ISSN 2358-3320 – www.olorun.com.br

OS TEÓLOGOS TRADICIONAIS E A PRÁTICA DA

RELIGIÃO DOS ÒRÌSÀ NA IORUBALÂNDIA.

Thomas Mákanjúola Ilésanmí

(Obafemi Awolowo University, Ilé-Ifè, Nigeria)

Journal of Religion in Africa, XXI,

3 (1991), pgs. 216-226

Tradução: Luiz L. Marins

http://luizlmarins.wordpress.com

Janeiro de 2018

INTRODUÇÃO

Teologia e filosofia, que tem sucessivamente moldado o comportamento do homem em

diferentes épocas, sempre foi influenciada pelos duros acontecimentos da vida, a resposta

para descobertas locais e, mais frequentemente, para contatos externos. O homem não faz

investigações metafísicas dentro de um vácuo. Ideias que dão nascimento a teorias são

geradas através de observações e descobertas dentro de um ambiente particular. Como

bens comerciais, teorias são anunciadas, popularizadas e algumas vezes postuladas como

princípios ou artigos de fé. Em uma comunidade que defende persistentemente uma

teoria, mitos pode vir a ser história, e poucas épocas podem ser rotuladas como eternidade.

Itens de um conjunto de dados
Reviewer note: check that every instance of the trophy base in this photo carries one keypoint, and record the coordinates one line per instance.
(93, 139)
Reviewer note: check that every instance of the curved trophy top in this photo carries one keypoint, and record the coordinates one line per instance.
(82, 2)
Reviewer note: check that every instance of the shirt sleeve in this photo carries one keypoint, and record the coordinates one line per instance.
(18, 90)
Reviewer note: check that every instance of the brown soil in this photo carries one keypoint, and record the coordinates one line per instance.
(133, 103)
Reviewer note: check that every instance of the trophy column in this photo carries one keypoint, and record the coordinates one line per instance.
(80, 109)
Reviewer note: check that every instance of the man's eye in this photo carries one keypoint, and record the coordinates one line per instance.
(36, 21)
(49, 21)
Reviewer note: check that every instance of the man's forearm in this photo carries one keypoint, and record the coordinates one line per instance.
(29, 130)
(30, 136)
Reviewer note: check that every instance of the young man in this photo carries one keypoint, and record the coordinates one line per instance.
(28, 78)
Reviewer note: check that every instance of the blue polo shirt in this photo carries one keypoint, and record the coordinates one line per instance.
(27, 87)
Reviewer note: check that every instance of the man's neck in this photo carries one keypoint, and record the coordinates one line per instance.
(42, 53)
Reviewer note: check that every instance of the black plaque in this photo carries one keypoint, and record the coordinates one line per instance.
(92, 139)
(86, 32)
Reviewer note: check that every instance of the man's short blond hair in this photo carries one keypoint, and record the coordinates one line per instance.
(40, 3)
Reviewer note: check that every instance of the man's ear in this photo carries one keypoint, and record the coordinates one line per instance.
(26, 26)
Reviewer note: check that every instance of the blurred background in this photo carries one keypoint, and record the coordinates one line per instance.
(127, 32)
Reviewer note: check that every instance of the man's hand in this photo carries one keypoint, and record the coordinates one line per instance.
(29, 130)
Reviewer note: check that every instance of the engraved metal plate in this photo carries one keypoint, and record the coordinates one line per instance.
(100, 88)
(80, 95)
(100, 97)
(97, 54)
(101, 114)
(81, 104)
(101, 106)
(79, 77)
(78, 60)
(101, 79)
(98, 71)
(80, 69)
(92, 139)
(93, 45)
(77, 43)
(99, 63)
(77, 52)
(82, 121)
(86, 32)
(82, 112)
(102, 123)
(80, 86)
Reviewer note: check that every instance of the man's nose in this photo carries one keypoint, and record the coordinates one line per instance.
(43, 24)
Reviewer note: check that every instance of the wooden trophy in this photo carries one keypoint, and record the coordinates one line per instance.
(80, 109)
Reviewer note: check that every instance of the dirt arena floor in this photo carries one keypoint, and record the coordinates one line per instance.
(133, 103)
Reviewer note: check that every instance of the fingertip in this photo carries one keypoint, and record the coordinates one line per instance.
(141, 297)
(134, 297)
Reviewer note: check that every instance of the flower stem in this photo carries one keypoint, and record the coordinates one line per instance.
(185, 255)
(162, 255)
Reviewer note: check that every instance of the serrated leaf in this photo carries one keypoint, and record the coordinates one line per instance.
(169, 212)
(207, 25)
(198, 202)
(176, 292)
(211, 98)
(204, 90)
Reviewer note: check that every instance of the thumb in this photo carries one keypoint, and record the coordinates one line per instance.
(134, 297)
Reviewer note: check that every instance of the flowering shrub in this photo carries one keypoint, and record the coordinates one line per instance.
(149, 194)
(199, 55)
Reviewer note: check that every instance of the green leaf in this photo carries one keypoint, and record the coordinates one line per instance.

• **OBJETIVOS**
A - No texto sobre os teólogos tradicionais, a comparação das teorias com bens comerciais enumera o que acontece com elas. Liste cada uma dessas ações.
B - Reúna todas as linhas que contêm a palavra "leaf", levando em conta a diferença entre maiúsculas e minúsculas.
O texto e as linhas provêm de fontes distintas.

• **RESULTADOS**
A -
- São anunciadas.
- São popularizadas.
- Algumas vezes são postuladas como princípios ou artigos de fé.

B -
Reviewer note: check that every instance of the serrated leaf in this photo carries one keypoint, and record the coordinates one line per instance.
Reviewer note: check that every instance of the green leaf in this photo carries one keypoint, and record the coordinates one line per instance.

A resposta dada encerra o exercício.